Document section
━━━━

# This is Dedicated to a Very Nice Guy~AC



## Ruthanne (Apr 15, 2019)

This man really makes me smile and giggle.  And in a way I can relate to him, too.  It's Alice Cooper~


I know there is some very debatable stuff about his music but I see it as just fun...most of it~I love the guy.  I first heard him in high school and said Wow, he get's it~

Biography: https://www.allmusic.com/artist/alice-cooper-mn0000005953/biography 












So, this is not a debate topic but an *entertainment topic* to listen to and enjoy the music.  Of course anyone is free to say whatever they wish...but I'll just be enjoying the music.


----------



## AZ Jim (Apr 15, 2019)

He lives here in Phoenix and appears a lot locally at different events.  I know this sounds terrible to say but he might well be the ugliest man alive.  Sorry, but at least I'm honest to myself.


----------



## Ruthanne (Apr 15, 2019)

━━━━

Record set

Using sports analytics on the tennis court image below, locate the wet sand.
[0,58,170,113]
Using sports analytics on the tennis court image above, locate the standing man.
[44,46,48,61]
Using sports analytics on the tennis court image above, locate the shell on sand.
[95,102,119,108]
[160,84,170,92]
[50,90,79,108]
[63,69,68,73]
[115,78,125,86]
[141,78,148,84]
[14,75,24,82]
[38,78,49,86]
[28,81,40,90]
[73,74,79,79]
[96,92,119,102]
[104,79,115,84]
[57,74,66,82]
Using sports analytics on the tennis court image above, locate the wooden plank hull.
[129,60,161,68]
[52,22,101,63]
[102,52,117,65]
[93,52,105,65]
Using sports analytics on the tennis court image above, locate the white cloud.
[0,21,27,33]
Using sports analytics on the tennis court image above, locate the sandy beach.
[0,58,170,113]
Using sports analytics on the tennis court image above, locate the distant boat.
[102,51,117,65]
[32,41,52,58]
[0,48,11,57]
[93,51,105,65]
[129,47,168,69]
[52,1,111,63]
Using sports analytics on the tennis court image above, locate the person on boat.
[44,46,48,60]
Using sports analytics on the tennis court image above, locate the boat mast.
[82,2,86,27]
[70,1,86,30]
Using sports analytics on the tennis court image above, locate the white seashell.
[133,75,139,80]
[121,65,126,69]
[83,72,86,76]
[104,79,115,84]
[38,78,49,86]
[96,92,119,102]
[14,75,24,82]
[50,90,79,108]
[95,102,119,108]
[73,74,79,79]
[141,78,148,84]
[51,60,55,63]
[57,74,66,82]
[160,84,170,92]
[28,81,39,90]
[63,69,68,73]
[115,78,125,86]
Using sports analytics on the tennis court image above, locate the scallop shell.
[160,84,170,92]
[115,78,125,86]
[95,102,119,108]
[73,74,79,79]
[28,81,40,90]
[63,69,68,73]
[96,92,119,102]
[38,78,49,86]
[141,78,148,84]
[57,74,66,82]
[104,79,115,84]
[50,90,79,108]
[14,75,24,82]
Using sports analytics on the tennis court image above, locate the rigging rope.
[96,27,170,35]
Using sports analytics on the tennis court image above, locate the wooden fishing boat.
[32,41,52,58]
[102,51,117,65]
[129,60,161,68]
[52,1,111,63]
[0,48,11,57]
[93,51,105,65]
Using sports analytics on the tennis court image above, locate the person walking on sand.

━━━━

Task description
Pick up the Alice Cooper forum thread where it stops and continue it.

Result of the exercise
AZ Jim said:


> He lives here in Phoenix and appears a lot locally at different events.  I know this sounds terrible to say but he might well be the ugliest man alive.  Sorry, but at least I'm honest to myself.


That's funny~I've never seen him without make up.  Makes me wonder...


----------



## AZ Jim (Apr 15, 2019)

Ruthanne said:


> That's funny~I've never seen him without make up.  Makes me wonder...


----------



## Ruthanne (Apr 15, 2019)

AZ Jim said:


>


He doesn't look that bad, a smile would help him out~we all got old, including AC.


----------



## jujube (Apr 15, 2019)

I had a brother-in-law (thankfully an "ex" brother-in-law) who was one of Alice Cooper's sound men at the time my sister married him.

As a big Alice Cooper fan, I was very excited that he was planning to come to the wedding.  Alas, at the last minute he was unable to.  That was the _only_ thing I was looking forward to about the wedding.  

Bummer.


----------



## Ruthanne (Apr 15, 2019)

jujube said:


> I had a brother-in-law (thankfully an "ex" brother-in-law) who was one of Alice Cooper's sound men at the time my sister married him.
> 
> As a big Alice Cooper fan, I was very excited that he was planning to come to the wedding.  Alas, at the last minute he was unable to.  That was the _only_ thing I was looking forward to about the wedding.
> 
> Bummer.


Awww..:hug:Here's a song for you jujube:


----------



## AZ Jim (Apr 15, 2019)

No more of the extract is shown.